TEXT PROVIDED |
--- --- ---

Polymyositis is an inflammatory myopathy. It is believed to result from an autoimmune reaction, whereby the body's own immune system attacks the muscle cells. This results in the breakdown of muscle. The result of this attack on the muscles is inflammation, with muscle tenderness as an occasional complaint. The onset of symptoms may be acute, but the condition usually progresses slowly. If left untreated, the patient's ability to ambulate may be compromised. Once the diagnosis is established, treatment is straight forward and often successful in reversing the symptoms.
The first step in the diagnosis of polymyositis is obtaining a history and physical examination compatible with the picture usually seen in this entity. The clinician will then obtain blood to check for creatinine phosphokinase (CPK) level, which is usually elevated. An electromyogram is then performed which usually shows findings of muscle irritability in association with characteristic myopathic units. The next step in the diagnosis is the performance of a muscle biopsy. A muscle biopsy is necessary to differentiate between polymyositis and other inflammatory myopathies and to also rule out any other muscle condition that could be mimicking polymyositis. When the diagnosis of polymyositis is confirmed, treatment can be initiated.

--- --- ---

RAW DATA |
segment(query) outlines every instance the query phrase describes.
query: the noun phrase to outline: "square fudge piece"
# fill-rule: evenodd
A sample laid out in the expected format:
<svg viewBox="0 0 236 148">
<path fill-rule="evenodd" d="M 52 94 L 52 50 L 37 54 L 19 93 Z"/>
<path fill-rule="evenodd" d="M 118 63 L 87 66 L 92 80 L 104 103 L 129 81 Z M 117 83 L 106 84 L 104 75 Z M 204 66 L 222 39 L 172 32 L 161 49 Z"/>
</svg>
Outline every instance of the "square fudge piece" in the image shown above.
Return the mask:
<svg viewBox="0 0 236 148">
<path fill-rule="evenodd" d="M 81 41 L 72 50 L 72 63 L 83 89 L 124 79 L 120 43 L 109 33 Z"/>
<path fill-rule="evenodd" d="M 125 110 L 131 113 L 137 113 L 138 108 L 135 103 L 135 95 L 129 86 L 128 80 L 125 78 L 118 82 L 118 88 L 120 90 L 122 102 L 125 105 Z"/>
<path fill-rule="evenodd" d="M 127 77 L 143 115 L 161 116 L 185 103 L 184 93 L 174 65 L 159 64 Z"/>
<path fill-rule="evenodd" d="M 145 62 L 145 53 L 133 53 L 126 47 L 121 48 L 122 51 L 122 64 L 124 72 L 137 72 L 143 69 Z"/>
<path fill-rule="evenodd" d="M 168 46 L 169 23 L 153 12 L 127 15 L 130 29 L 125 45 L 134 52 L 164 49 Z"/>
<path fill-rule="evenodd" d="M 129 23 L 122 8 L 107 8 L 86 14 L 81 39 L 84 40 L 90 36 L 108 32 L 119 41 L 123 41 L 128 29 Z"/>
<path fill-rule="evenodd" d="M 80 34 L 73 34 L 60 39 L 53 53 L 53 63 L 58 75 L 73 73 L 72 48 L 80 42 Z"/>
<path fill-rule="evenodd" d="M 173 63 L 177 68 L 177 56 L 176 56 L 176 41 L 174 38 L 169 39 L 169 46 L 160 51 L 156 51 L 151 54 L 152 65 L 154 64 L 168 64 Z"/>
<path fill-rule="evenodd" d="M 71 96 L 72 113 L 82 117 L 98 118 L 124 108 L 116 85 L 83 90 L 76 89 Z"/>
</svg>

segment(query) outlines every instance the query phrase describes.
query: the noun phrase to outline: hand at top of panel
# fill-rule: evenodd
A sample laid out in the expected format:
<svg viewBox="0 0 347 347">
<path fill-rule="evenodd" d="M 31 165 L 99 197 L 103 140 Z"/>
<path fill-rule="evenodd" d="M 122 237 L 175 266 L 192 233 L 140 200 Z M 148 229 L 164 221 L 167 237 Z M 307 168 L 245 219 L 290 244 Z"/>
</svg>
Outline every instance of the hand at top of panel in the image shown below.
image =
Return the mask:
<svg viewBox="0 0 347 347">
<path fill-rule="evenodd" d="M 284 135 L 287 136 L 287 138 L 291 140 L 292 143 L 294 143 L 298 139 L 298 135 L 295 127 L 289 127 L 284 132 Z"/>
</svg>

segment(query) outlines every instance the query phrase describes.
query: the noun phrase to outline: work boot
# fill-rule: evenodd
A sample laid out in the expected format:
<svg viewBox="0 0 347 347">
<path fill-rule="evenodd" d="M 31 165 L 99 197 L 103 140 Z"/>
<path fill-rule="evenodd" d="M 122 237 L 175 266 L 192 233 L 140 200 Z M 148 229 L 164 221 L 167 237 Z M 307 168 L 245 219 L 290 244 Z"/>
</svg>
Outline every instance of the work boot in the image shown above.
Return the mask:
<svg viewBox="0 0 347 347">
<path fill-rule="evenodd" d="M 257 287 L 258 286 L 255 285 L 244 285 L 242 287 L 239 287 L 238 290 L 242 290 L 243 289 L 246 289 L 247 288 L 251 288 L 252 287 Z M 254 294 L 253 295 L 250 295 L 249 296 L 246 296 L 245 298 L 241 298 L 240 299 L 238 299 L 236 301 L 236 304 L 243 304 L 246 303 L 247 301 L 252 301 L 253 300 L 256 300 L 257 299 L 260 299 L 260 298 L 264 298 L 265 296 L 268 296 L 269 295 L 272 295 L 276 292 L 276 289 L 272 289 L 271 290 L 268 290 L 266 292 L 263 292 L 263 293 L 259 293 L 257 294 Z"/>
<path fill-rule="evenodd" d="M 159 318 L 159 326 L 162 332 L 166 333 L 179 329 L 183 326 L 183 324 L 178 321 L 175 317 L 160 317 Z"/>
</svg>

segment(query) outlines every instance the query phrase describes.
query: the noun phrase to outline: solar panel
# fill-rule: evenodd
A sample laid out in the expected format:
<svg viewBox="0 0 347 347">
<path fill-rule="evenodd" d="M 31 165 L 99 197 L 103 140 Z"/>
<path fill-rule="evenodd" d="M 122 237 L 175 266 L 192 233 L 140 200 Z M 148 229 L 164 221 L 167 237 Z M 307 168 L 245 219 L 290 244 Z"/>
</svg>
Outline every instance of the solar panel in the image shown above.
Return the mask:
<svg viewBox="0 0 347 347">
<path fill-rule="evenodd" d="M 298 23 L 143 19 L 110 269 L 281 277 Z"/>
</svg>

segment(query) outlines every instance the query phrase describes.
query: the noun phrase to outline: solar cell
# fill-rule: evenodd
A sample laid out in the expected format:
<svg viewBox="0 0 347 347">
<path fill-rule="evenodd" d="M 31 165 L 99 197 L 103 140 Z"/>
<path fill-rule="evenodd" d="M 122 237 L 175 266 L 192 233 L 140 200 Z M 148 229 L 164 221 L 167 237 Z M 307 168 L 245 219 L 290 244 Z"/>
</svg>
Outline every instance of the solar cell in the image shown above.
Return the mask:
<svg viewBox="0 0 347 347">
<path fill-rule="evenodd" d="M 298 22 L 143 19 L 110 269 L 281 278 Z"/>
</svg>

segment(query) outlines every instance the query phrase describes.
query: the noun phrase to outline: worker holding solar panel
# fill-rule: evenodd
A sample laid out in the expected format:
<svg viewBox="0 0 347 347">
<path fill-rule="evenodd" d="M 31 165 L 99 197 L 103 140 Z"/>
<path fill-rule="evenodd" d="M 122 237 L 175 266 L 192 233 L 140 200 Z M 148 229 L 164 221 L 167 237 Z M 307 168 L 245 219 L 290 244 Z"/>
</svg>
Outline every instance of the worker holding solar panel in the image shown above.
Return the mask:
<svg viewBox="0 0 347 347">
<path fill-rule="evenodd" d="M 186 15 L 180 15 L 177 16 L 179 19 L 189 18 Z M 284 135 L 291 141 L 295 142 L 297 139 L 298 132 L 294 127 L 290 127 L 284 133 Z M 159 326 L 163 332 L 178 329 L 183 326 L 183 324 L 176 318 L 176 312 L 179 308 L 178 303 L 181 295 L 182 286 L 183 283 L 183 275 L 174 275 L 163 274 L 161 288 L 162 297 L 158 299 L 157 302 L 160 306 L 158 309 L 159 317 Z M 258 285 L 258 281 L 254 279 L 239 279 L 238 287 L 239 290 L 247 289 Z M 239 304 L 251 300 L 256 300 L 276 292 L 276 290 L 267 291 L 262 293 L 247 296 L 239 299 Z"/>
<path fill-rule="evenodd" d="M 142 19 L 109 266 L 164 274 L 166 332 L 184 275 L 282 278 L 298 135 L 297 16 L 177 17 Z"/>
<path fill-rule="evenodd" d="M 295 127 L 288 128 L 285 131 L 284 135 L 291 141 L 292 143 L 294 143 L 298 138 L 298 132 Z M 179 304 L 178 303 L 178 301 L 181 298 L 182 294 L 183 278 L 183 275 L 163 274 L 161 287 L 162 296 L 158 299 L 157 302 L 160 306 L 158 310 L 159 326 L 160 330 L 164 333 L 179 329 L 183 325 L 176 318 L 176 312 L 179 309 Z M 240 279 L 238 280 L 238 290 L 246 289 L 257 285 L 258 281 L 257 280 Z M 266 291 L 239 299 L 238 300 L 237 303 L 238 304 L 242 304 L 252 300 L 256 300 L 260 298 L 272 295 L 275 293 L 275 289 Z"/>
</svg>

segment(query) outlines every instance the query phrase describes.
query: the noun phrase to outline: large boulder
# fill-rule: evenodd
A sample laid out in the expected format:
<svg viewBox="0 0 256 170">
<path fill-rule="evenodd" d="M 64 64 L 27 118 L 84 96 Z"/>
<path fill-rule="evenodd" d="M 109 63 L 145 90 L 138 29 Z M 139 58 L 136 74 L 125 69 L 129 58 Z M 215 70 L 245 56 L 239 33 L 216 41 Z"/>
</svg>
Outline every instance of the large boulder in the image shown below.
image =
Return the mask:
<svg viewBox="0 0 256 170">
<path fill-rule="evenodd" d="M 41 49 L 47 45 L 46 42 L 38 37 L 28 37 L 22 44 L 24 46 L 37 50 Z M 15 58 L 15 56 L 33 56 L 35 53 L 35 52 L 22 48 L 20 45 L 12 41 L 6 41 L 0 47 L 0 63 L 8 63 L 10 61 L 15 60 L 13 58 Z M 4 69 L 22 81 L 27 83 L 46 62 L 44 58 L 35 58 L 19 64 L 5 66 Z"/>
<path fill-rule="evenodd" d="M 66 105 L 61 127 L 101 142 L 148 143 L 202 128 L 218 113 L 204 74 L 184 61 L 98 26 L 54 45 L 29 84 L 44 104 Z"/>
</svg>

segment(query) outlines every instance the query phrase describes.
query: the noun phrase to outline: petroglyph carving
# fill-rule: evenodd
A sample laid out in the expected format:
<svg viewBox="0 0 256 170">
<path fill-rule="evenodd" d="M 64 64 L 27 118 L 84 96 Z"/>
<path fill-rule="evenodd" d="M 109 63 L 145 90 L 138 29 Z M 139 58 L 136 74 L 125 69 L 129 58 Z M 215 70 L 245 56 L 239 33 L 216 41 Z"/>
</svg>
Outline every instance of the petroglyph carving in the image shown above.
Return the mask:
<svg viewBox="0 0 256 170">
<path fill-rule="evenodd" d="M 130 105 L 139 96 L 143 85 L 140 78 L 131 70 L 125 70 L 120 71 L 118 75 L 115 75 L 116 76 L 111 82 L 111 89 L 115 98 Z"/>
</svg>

--- --- ---

PROBLEM DESCRIPTION | Continue the text about polymyositis, starting after its last sentence.

ANSWER SECTION |
Polymyositis is thought to be an autoimmune disorder and its effective treatment consists of immunosuppressive and immunomodulating agents. The most widely used and most effective first-line agent is prednisone. Prednisone may be started at high doses orally every day, and maintained at that level for three to four weeks until a favorable response is observed. A favorable response usually consists of improvement of the symptoms and a decrease in the CPK level. Prednisone is then slowly tapered to reach an every other day regimen. Every other day regimen has been proven to cause less side effects. Tapering of prednisone is slowly continued until the minimum dosage at which symptoms are controlled is reached. In a few cases (about 10 percent) patients go into remission and remain symptom-free without immunosuppression. If steroids are ineffective or cannot be tolerated, other immunosuppressants have also been used with good results.